--- begin Working data ---
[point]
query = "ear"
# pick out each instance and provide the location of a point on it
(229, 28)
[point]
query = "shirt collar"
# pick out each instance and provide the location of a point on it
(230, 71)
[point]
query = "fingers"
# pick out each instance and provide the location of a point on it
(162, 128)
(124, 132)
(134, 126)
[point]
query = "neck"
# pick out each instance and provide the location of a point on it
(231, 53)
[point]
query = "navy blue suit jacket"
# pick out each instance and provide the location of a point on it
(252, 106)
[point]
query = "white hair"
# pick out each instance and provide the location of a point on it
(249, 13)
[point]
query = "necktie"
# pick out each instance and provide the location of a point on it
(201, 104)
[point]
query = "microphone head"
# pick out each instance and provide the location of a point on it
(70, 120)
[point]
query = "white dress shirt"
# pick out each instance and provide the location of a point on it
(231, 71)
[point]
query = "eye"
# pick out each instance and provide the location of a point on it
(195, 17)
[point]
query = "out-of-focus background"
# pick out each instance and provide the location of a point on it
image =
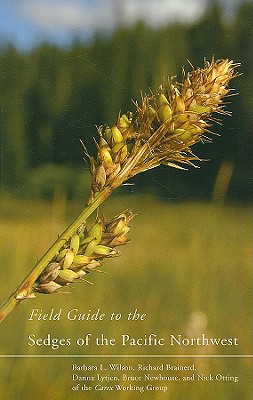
--- end Working data ---
# What the task requires
List every line in the records above that contains the word "white".

# Correct output
query = "white hair"
query = "white dress shirt"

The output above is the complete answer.